[Opening SOURCE INFORMATION section]

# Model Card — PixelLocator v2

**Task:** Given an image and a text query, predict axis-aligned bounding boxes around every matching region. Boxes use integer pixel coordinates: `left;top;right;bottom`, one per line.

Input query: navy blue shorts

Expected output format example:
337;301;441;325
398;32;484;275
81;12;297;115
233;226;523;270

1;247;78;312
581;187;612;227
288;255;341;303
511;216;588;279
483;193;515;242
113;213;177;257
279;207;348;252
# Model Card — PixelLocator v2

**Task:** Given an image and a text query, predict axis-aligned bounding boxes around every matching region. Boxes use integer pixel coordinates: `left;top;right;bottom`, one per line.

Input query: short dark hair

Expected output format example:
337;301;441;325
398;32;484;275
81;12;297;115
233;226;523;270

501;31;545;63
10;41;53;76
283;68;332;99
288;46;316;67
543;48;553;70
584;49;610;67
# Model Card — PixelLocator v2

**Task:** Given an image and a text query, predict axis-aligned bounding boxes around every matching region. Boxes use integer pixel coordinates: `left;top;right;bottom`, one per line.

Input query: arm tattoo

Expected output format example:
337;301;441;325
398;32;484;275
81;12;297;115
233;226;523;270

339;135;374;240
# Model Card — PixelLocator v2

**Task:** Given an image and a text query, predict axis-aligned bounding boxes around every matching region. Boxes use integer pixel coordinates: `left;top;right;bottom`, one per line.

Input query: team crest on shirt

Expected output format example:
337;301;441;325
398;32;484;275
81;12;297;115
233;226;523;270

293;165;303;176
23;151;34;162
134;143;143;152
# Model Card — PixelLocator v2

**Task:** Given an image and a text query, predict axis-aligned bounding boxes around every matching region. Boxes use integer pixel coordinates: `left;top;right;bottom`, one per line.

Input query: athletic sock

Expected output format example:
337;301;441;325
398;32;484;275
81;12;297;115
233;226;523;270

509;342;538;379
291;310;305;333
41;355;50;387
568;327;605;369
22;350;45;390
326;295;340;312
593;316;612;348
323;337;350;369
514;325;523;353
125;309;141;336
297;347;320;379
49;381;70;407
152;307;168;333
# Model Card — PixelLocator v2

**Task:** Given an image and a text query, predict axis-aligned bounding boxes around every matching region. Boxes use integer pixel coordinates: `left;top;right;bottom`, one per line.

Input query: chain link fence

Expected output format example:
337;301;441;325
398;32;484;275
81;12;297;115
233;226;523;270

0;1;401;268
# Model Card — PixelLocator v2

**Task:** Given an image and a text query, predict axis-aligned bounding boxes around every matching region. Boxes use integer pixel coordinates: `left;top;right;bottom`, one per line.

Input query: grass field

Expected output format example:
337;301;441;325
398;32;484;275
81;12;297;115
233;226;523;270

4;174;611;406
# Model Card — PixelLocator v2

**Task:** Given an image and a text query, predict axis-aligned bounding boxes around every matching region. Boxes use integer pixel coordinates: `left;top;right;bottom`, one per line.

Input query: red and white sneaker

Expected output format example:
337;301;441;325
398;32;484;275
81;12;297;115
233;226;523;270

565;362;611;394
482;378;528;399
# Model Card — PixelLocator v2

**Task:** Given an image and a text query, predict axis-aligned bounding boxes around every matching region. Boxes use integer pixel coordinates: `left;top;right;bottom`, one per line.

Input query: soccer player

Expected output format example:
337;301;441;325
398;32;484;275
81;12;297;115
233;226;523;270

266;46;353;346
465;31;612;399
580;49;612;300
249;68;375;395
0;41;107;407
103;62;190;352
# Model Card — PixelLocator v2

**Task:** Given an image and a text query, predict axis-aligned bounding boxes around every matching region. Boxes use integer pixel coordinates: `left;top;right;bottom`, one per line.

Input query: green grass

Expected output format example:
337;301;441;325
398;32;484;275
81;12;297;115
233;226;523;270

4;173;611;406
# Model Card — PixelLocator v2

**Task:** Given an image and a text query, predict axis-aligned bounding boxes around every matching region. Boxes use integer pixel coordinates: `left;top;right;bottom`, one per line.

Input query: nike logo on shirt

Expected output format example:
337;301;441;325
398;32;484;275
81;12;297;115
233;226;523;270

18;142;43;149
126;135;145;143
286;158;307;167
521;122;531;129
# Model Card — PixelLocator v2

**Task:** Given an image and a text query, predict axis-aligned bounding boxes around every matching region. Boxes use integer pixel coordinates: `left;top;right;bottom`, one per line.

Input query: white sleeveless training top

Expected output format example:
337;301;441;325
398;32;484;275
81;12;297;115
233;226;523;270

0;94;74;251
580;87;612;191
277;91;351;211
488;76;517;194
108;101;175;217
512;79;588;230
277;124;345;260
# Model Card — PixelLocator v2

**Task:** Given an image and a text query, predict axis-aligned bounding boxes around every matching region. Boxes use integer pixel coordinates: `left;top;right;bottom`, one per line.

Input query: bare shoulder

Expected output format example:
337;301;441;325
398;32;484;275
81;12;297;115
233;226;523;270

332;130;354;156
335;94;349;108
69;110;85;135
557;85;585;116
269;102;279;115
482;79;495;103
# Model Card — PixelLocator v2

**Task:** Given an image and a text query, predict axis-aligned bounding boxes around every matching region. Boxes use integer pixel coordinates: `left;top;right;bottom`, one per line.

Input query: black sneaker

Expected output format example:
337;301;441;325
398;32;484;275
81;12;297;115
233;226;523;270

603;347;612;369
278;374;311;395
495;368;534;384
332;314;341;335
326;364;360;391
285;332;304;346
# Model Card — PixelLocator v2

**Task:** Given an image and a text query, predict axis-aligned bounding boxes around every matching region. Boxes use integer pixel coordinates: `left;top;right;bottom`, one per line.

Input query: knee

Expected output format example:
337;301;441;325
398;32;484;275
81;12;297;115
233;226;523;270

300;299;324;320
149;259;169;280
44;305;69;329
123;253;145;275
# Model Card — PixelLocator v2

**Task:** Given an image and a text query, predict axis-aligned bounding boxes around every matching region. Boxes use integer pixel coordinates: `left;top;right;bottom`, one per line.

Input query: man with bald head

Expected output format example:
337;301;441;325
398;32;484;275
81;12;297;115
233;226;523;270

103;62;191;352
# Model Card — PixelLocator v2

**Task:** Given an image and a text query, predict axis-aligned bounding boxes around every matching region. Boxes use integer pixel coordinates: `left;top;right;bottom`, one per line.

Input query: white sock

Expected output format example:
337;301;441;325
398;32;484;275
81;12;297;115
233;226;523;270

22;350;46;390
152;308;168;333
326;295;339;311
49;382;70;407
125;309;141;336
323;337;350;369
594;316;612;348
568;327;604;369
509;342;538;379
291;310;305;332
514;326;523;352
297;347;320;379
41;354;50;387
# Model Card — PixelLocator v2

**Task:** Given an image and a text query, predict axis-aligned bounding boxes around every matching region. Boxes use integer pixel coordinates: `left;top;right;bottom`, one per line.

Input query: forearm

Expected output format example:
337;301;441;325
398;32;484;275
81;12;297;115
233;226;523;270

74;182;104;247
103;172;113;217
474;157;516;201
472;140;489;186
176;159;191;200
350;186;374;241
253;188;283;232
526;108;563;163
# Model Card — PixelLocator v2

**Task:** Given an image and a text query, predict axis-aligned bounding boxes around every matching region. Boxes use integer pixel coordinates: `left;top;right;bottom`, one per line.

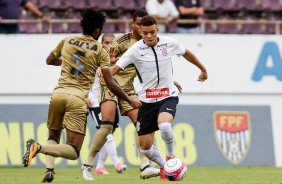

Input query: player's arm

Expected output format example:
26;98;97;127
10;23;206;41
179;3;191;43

174;81;183;93
182;49;207;82
102;68;141;108
46;52;62;66
110;65;122;75
46;39;65;66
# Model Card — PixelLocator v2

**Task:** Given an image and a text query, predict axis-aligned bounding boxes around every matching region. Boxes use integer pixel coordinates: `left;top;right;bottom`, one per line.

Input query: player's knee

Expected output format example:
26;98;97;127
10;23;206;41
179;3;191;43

158;122;174;143
68;144;80;160
100;121;114;134
47;138;59;144
140;146;154;159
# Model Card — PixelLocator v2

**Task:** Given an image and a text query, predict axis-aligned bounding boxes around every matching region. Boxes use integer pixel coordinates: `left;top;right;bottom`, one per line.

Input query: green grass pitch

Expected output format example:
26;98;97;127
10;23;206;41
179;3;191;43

0;166;281;184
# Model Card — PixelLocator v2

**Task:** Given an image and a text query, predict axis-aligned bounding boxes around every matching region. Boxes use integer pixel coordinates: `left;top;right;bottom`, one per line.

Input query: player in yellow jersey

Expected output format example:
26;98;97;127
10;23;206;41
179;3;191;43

83;9;182;180
21;8;141;183
82;9;160;180
88;33;127;175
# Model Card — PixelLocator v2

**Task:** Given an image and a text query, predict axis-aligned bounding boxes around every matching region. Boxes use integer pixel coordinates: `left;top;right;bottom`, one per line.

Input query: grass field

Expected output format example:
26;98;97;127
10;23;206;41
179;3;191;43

0;166;281;184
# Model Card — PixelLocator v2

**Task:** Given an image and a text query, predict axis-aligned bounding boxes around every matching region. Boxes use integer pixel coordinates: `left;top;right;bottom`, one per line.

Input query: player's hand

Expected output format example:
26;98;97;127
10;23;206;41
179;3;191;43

109;46;119;64
86;99;92;108
129;99;142;109
41;16;50;23
96;67;103;77
198;70;208;82
174;81;183;93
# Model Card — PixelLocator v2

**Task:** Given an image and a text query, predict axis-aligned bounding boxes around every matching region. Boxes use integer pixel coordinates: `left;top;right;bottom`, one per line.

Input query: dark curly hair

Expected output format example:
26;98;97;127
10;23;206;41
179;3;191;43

80;8;106;35
140;15;157;26
132;9;148;22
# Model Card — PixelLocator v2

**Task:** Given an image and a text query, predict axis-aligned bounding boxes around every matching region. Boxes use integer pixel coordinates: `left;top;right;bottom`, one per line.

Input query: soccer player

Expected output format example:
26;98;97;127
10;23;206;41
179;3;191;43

88;33;127;175
81;9;160;180
22;8;141;183
111;15;207;180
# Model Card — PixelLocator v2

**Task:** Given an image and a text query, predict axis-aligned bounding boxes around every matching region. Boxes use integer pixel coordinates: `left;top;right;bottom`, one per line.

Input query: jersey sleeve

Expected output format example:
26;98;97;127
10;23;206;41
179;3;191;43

52;38;66;58
99;48;111;69
169;37;185;57
116;47;136;70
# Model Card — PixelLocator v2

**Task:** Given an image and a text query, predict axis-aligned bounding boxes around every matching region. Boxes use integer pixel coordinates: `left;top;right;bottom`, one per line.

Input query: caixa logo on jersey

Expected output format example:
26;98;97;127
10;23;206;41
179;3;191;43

214;111;251;165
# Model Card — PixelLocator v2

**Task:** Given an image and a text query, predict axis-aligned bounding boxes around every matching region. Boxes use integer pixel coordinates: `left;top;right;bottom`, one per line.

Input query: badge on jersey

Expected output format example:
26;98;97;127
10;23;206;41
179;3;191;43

160;47;168;56
146;88;169;98
214;111;251;165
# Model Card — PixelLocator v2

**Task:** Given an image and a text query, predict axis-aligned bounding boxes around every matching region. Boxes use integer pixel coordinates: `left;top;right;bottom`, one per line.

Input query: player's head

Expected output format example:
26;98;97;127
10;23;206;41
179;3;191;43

101;33;115;50
131;9;148;36
80;8;106;40
139;15;159;47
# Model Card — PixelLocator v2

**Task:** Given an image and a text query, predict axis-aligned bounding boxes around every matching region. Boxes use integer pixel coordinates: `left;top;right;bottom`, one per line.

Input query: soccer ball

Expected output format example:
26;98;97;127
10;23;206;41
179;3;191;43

163;158;187;181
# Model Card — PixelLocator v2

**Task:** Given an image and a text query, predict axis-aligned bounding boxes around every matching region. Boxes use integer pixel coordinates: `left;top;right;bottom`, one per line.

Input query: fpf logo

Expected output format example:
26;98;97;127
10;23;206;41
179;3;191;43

214;111;252;165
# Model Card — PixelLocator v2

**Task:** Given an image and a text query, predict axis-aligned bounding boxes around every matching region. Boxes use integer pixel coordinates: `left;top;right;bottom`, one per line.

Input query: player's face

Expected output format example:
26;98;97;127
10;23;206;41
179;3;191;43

102;37;114;50
132;17;143;36
140;24;159;47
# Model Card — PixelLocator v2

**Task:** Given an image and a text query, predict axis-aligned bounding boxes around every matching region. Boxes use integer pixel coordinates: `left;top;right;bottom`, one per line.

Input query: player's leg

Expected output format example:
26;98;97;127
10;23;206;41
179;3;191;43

22;93;86;166
82;99;115;179
137;101;166;180
126;108;160;179
41;129;61;183
139;133;165;167
95;145;109;174
119;93;160;179
157;97;179;161
88;107;110;174
104;108;127;173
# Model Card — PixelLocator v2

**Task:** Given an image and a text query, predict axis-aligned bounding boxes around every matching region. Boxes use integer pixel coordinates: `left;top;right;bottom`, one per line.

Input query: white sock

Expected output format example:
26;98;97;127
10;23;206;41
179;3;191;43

140;145;165;168
158;122;175;157
104;134;120;167
135;133;150;169
96;145;108;168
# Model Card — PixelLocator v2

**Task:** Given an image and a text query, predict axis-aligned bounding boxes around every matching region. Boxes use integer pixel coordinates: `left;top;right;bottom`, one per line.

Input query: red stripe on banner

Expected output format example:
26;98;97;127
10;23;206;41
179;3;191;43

215;112;249;133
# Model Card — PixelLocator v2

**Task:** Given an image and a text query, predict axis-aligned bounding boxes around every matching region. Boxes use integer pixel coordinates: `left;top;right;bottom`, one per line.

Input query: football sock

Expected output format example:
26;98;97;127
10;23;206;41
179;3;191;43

135;132;150;169
104;134;120;167
96;145;107;168
85;124;113;165
45;139;57;169
140;145;166;168
39;144;77;160
158;122;175;157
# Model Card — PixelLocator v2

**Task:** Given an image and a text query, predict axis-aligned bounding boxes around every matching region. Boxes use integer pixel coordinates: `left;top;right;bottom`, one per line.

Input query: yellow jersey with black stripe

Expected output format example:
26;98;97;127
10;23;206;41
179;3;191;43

52;35;110;100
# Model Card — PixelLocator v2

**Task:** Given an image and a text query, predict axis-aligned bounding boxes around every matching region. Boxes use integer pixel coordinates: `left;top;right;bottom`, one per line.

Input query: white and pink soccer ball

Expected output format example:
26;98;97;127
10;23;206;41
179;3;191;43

163;158;188;181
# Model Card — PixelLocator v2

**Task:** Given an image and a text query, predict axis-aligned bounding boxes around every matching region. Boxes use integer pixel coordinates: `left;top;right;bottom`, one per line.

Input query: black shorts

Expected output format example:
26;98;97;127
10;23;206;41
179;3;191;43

136;96;179;136
89;107;119;129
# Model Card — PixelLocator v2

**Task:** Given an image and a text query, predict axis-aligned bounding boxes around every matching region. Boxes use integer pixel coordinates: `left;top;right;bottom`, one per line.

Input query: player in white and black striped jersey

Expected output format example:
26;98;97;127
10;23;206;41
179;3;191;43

112;15;208;180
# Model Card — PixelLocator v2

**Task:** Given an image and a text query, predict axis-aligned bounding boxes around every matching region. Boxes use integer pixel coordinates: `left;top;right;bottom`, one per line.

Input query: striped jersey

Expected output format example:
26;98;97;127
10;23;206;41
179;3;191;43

116;36;185;103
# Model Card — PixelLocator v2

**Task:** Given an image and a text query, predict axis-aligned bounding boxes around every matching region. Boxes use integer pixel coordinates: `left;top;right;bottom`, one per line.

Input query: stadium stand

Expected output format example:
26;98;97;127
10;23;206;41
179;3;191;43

217;15;241;34
65;0;87;10
37;0;66;10
2;0;282;34
241;15;266;34
19;14;40;33
114;0;137;11
88;0;116;10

[Closing SOURCE INFORMATION section]

*DESCRIPTION OF THE TASK*
Where the word "logo" occurs in a line of the records, copy that line.

*YOUR RESPONSE*
Input query: nike logo on shirt
Input query: caixa logo on jersey
Input query: fpf logo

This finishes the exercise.